- WHAT TO WORK ON:
Return every one of the following items word for word, with no line altered or left out.
##########
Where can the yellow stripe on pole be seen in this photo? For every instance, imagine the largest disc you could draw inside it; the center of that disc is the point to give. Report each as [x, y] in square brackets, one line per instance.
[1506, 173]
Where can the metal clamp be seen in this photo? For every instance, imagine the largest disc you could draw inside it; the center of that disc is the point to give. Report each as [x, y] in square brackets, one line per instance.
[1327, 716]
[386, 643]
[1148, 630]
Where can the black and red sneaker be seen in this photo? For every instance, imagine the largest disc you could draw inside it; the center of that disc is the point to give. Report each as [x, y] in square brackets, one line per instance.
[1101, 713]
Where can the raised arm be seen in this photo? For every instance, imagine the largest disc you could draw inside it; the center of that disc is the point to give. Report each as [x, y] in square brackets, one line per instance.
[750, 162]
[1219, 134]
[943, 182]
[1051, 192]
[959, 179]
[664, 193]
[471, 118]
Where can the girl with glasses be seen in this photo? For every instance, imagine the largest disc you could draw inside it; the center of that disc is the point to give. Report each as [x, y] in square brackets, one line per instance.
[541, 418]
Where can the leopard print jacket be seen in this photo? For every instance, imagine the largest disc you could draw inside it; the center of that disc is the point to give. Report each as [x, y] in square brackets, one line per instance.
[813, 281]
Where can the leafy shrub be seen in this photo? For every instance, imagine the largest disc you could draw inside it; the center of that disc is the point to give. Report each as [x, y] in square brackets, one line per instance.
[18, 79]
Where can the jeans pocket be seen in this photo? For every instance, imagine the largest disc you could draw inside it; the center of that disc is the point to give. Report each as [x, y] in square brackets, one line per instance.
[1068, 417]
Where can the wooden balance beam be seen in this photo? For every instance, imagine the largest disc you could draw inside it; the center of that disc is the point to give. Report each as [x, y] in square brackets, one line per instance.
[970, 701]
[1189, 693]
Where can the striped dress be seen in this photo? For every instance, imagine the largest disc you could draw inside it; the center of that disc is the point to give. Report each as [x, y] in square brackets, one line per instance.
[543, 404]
##########
- OUTPUT BELOW:
Where can the yellow stripe on pole be seen in this photo? For every instance, imagine the largest disc you could draw inside it; the center of that disc is the point to give. Report each as [x, y] in square brackets, one line per instance.
[1506, 173]
Where can the metal clamp be seen in this photo? For every instance, imagine the largest disc you could draw inside it; the center of that disc is the point to give. Report each as [x, y] in square brackets, one line per instance.
[1327, 716]
[386, 643]
[1148, 630]
Where can the black and red sneaker be seen in this photo? For every instance, imagine the largest disc you could draw inside it; the center of that disc is the point to give. Report each as [x, y] in square brackets, one line per instance.
[1101, 713]
Where can the raised arm be seen in this photo? For every instance, imagine the largest disc you could draw inside it; the center of that disc is the point to give. Report each as [x, y] in square brackets, one line per instance.
[750, 162]
[1219, 134]
[943, 182]
[1051, 192]
[959, 179]
[664, 193]
[471, 118]
Where can the girl with glasses be seen in this photo? For every instance, imagine the largest disc you could draw inside it; the center of that disc is the point to give. Report each as [x, y] in square brackets, one line per instance.
[541, 418]
Where can the leopard print jacket be seen in this photo? For every instance, imagine the largest disc you could draw inside it; the center of that disc is the point to give. Report each as [x, y] in square brackets, one line per instance.
[813, 281]
Where can the leafy shrub be seen in this photo? For every instance, imagine the largest disc you could draw inside it; the center of that disc is the point to give. Report each as [x, y] in square brackets, one line per instance.
[18, 79]
Where can the jeans pocket be seen in this photo? For every instance, imagine the largest disc you could draw inside it; the center of that disc is the point to give. Report each as [x, y] in square brackets, one line per instance.
[1068, 417]
Where can the wooden balance beam be seen in this photo? For every instance, imagine the largest disc you could draw inside it; the center of that disc is the point to give. Report each as [x, y] in square brackets, one line per instance.
[970, 701]
[1189, 693]
Where can the striped dress be seen in this photo? For every instance, imagine the largest disc you could draw inside it; the center of that disc is the point to give. Report each as [x, y] in square brackets, one line per instance.
[543, 404]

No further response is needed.